**Instruction:** Report every line of the records below that contains the string "cliff", treating uppercase and lowercase as distinct.

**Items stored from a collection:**
"""
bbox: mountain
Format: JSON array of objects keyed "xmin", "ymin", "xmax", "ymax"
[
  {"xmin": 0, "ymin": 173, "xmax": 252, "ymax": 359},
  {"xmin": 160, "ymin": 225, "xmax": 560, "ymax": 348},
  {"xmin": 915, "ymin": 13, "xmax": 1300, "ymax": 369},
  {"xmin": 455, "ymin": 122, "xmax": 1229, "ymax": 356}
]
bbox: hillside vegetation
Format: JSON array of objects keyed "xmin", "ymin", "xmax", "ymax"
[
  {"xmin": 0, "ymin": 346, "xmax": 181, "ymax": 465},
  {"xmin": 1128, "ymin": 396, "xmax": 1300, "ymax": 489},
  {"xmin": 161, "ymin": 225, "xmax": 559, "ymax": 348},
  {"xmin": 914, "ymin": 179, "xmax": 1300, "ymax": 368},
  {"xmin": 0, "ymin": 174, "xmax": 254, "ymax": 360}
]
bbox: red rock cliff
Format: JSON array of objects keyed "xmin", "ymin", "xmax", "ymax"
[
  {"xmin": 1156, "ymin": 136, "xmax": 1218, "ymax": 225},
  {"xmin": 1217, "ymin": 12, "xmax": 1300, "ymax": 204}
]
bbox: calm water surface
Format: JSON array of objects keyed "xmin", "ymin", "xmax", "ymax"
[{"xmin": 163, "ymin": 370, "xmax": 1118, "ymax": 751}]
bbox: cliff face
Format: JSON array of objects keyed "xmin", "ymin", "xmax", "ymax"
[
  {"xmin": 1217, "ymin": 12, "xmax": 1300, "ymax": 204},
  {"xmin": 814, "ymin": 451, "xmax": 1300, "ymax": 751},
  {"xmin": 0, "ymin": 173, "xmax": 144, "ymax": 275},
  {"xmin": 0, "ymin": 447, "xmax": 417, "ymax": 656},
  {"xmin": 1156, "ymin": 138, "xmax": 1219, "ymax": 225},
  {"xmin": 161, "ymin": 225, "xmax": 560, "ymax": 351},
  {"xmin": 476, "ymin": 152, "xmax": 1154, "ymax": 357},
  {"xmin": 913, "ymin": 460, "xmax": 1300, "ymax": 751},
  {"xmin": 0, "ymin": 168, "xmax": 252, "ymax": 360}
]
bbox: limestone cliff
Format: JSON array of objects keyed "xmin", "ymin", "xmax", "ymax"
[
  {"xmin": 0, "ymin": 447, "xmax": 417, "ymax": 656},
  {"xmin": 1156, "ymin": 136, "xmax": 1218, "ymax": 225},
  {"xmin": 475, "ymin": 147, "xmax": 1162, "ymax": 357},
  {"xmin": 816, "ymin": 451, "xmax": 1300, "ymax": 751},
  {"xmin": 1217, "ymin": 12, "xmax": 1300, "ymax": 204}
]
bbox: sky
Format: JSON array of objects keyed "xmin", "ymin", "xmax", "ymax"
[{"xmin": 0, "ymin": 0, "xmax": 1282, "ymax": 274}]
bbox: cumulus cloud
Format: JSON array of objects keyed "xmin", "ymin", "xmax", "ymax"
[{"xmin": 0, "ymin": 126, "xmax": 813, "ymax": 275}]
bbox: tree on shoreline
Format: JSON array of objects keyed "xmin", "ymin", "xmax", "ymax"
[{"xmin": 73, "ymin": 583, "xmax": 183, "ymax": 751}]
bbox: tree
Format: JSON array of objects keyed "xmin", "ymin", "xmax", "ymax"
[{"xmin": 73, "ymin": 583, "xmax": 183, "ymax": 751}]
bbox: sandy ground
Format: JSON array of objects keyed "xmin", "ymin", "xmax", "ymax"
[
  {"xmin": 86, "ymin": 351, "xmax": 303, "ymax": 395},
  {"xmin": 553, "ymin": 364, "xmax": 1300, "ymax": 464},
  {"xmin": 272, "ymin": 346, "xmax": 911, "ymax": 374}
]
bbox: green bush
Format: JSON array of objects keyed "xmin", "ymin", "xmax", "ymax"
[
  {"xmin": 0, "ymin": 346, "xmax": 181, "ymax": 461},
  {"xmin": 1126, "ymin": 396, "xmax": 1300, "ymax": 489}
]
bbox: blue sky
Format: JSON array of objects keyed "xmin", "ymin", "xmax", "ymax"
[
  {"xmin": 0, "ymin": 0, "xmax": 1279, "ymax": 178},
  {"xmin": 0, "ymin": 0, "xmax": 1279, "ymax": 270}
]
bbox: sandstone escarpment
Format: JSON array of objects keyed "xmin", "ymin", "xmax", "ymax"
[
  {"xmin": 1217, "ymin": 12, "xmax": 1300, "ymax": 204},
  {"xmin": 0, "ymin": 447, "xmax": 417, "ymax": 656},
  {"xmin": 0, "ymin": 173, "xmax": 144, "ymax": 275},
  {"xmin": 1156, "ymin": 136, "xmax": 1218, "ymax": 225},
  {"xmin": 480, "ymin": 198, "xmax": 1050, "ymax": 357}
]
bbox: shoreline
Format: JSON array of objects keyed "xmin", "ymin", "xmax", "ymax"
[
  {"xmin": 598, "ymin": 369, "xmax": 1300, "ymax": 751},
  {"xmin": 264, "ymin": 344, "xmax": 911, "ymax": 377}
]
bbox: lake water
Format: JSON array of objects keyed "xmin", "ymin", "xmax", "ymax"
"""
**Correct answer:**
bbox: red rock cliff
bbox: cliff face
bbox: limestone cliff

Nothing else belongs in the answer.